Everything in the listing must be repeated word for word.

+ + + + +

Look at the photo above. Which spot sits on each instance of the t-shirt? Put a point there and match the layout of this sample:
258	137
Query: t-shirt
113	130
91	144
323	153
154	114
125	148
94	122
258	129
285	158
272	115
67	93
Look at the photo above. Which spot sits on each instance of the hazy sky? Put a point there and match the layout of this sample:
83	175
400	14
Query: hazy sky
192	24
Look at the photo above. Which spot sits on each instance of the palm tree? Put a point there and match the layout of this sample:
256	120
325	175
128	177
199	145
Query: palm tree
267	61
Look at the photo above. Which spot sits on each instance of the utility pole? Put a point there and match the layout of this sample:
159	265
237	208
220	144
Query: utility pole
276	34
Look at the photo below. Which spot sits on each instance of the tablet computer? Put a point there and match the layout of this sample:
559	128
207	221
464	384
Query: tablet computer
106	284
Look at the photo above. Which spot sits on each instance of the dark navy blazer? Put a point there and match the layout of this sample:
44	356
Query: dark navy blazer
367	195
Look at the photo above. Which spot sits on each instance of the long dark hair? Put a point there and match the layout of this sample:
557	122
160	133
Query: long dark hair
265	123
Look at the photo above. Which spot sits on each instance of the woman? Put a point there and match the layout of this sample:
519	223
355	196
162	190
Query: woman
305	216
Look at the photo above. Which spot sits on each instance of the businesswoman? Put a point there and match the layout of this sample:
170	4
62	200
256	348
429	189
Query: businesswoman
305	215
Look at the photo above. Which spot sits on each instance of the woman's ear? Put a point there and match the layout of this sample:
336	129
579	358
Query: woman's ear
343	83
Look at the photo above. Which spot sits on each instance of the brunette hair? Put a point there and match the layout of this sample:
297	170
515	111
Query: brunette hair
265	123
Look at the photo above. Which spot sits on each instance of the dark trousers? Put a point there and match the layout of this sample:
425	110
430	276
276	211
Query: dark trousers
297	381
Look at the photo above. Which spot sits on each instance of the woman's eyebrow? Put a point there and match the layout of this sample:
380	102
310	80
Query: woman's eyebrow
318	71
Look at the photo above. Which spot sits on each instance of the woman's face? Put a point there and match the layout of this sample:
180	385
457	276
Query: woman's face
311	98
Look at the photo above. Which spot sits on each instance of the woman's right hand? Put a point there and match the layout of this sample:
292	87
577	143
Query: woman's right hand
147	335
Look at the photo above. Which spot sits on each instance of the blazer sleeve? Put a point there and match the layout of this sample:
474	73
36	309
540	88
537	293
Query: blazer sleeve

+ + + + +

### Written response:
Look at the photo above. Which spot sits on each instance of the t-shirt? Put a point there and match the layout of this sample:
258	137
Query: t-shirt
113	130
91	144
323	153
154	114
125	148
94	122
258	129
285	158
272	115
67	93
Look at the photo above. Which spot sits on each instance of the hazy sky? Put a point there and match the layout of this sample:
83	175
400	14
Query: hazy sky
192	24
Look at the photo above. Which spot sits on each instance of the palm tree? Put a point there and match the layout of this sample:
256	120
325	175
128	177
199	145
Query: palm tree
267	61
Look at the photo above. Which spot sits on each instance of the utility pole? Put a point there and match the layout of this sample:
159	265
237	208
220	144
Query: utility pole
276	34
Look at the photo below. Which spot sits on each instance of the tablet computer? Put a point there and match the layout of this sample:
559	128
207	221
464	384
Query: tablet computer
106	284
Look at the photo above. Which spot sits on each instance of the dark navy blazer? Put a point there and match the layout of this sample:
44	356
Query: dark navy blazer
367	195
Look at the photo above. Which spot sits on each instance of the long dark hair? Put a point there and match the layout of this sample:
557	122
160	133
Query: long dark hair
265	123
Look at the photo above. Which spot sits on each instance of the woman? Put a point there and match the layout of this sample:
519	223
355	196
162	190
Query: woman
305	216
Look at the photo above. Which spot sits on each instance of the businesswoman? Put a point there and match the layout of this sample:
170	4
62	200
256	348
429	189
Query: businesswoman
305	215
Look at the photo above. Which spot sits on each instance of the woman's ear? Put a point there and match the layout of this sample:
336	129
579	358
Query: woman's ear
343	83
Look at the photo above. Which spot sits on each instance of the brunette hair? Put a point there and match the layout of this sample:
297	170
515	111
Query: brunette hair
265	123
Look at the photo above. Which spot sits on each instance of the dark trousers? Put a point there and match the layout of this sample:
425	110
430	276
276	211
Query: dark trousers
297	381
Look at the photo above. Which spot sits on each instance of the woman's eyebrow? Put a point there and match the layout of this sample:
380	102
310	80
Query: woman's eyebrow
318	71
Look at the photo above. Which spot sits on each instance of the woman's face? Put a point there and match the layout of this sample:
180	385
457	276
Query: woman's face
311	98
Look at the photo above. Which spot sits on each instance of the woman's right hand? Put a point there and match the layout of this sample:
292	87
577	143
Query: woman's right hand
147	335
Look at the photo above. Which spot sits on each instance of the blazer sleeve? Put a point there and match the layout of this sample:
474	73
36	309
540	88
537	293
Query: blazer sleeve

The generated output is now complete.